## Task statement:
Reproduce the entries from their start through the line containing "314L0 350L1 417L209", substituting "coarse mask" for each occurrence of "rough mask" and changing nothing else. Omit the pictures from your answer.

## Stored data:
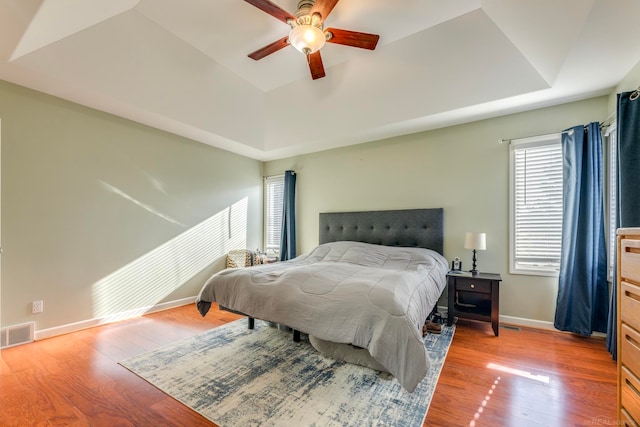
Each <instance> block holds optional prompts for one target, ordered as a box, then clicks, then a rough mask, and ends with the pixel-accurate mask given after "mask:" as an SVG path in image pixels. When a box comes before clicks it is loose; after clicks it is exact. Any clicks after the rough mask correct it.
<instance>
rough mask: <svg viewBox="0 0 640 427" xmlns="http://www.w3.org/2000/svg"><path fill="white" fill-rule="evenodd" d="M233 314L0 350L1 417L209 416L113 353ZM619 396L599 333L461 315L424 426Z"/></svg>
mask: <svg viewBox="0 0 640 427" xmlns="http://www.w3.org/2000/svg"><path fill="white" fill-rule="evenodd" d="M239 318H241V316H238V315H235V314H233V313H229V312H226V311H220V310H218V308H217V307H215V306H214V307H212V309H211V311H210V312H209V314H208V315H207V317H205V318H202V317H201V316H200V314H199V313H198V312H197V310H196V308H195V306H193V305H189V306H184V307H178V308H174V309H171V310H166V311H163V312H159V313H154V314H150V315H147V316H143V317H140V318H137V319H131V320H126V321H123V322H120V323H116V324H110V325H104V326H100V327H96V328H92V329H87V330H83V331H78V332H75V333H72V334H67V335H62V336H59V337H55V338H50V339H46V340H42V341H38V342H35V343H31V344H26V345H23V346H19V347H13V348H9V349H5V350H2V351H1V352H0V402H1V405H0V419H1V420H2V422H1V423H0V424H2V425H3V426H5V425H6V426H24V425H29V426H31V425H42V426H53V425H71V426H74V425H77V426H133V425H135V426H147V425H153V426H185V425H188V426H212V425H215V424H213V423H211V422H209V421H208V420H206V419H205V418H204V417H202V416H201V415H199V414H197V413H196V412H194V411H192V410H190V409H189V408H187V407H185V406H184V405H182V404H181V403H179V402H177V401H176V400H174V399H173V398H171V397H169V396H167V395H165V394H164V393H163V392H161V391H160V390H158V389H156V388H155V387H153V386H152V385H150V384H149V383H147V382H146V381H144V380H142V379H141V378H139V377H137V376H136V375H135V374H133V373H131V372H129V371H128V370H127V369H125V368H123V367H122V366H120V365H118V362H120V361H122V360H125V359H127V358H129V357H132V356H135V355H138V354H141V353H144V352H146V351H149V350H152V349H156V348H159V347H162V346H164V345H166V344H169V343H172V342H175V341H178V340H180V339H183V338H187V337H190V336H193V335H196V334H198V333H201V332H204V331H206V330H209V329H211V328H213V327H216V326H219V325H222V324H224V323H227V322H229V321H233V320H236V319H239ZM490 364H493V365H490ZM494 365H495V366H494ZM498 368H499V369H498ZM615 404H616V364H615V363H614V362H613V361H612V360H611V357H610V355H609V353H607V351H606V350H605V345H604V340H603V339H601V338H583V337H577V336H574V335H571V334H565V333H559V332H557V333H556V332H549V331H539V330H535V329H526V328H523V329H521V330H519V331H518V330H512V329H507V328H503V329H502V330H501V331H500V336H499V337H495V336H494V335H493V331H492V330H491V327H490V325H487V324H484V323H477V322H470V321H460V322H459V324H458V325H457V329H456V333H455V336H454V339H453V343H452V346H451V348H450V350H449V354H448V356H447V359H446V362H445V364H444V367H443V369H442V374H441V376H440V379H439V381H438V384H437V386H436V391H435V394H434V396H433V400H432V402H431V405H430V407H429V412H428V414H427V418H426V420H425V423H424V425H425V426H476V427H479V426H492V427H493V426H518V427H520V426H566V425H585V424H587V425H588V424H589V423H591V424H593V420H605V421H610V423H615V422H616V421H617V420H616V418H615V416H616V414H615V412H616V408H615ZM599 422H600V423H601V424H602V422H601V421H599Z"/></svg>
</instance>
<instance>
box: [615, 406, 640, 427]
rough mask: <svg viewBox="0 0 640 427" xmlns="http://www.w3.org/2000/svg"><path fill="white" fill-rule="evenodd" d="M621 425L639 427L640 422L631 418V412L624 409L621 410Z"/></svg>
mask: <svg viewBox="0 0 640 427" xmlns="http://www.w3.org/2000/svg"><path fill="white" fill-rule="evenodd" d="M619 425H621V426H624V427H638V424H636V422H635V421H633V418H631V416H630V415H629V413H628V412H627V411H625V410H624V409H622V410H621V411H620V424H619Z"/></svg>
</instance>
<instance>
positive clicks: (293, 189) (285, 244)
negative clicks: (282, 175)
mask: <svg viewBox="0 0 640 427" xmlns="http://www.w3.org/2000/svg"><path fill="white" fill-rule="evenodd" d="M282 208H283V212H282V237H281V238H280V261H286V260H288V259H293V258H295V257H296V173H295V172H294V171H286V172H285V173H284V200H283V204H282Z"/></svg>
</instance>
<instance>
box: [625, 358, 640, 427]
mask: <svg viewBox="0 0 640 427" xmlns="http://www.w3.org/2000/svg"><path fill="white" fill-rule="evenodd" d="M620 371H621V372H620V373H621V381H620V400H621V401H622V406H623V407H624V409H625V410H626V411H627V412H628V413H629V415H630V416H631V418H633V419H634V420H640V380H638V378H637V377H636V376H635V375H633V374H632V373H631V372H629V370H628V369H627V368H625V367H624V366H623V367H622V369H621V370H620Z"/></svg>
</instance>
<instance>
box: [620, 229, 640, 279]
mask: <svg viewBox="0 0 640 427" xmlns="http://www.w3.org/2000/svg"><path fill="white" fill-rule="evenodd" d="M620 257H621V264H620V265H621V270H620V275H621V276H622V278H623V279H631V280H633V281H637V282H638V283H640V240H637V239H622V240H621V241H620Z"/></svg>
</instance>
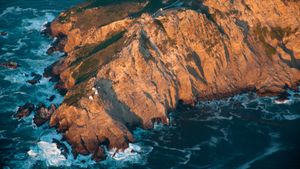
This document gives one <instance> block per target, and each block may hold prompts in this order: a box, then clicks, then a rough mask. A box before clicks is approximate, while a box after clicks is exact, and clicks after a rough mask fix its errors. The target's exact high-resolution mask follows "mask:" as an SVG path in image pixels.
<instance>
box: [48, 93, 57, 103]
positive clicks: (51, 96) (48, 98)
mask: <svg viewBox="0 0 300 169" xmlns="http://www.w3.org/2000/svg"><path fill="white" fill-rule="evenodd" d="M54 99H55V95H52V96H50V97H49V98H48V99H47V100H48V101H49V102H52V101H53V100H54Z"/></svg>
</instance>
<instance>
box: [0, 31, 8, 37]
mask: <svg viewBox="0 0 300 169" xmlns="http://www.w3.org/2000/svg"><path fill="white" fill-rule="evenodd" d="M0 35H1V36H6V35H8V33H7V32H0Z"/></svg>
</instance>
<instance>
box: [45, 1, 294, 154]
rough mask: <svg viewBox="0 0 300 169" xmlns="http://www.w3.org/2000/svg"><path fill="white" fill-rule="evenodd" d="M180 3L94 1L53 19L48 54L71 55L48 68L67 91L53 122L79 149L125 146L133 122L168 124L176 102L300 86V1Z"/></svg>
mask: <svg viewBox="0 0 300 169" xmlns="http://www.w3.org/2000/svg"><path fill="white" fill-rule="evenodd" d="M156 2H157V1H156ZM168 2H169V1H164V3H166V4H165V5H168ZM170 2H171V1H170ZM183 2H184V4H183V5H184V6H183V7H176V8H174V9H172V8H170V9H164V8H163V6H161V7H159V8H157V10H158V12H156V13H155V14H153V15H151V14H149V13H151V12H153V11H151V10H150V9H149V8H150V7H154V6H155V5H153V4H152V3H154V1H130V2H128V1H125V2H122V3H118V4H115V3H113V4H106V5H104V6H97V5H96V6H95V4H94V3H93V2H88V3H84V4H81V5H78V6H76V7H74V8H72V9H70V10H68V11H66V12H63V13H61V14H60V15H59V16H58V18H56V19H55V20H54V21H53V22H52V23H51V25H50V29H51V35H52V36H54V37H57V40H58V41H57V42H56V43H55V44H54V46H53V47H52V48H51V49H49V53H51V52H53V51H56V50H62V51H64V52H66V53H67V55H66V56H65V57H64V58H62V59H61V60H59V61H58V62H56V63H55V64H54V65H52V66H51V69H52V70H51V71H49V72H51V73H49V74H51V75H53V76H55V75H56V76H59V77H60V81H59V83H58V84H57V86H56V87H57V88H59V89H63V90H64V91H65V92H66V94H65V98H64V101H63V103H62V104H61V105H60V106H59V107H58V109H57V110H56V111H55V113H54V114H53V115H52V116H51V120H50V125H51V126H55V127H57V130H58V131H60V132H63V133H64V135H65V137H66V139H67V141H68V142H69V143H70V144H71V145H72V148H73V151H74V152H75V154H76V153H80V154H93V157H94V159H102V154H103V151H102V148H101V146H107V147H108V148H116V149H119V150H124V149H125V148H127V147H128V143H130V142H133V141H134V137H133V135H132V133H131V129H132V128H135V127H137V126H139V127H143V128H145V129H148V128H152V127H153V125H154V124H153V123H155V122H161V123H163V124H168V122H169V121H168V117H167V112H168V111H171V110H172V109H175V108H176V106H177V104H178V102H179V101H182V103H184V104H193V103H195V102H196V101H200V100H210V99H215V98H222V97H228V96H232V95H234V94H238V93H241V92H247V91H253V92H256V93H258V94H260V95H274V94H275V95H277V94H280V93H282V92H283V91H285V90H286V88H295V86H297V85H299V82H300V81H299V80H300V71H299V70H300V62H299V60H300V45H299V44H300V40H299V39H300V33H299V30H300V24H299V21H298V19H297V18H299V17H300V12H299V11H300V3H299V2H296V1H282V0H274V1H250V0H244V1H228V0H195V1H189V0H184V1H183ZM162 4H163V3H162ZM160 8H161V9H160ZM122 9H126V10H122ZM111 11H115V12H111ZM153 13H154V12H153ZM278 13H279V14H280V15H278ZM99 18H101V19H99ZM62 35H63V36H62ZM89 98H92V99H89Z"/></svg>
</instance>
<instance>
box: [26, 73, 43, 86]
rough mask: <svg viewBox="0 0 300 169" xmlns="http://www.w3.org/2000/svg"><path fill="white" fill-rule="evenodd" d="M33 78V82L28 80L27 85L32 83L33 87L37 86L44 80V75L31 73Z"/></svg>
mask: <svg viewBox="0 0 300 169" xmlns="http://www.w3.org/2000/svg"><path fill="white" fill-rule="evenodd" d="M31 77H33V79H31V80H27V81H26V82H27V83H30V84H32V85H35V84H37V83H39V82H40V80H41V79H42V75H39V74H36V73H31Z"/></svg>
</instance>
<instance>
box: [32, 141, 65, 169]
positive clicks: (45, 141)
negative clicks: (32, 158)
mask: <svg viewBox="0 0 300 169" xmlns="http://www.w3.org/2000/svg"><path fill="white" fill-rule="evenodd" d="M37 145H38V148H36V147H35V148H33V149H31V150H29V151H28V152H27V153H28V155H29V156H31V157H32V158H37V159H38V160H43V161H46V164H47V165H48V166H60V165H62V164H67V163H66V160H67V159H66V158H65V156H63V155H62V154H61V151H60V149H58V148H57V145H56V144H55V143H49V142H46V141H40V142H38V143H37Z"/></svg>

## Exercise response:
Each <instance> block holds optional prompts for one target, ordered as a box, then clicks, then a coarse mask, and ends with the pixel-accurate mask given after "mask:" as an SVG path in image pixels. When a box comes before clicks it is loose; after clicks it is exact. Any clicks after the coarse mask correct it.
<instance>
coarse mask: <svg viewBox="0 0 640 427" xmlns="http://www.w3.org/2000/svg"><path fill="white" fill-rule="evenodd" d="M233 314L0 350L1 417L209 416L113 353ZM619 396L599 333L461 315L424 426Z"/></svg>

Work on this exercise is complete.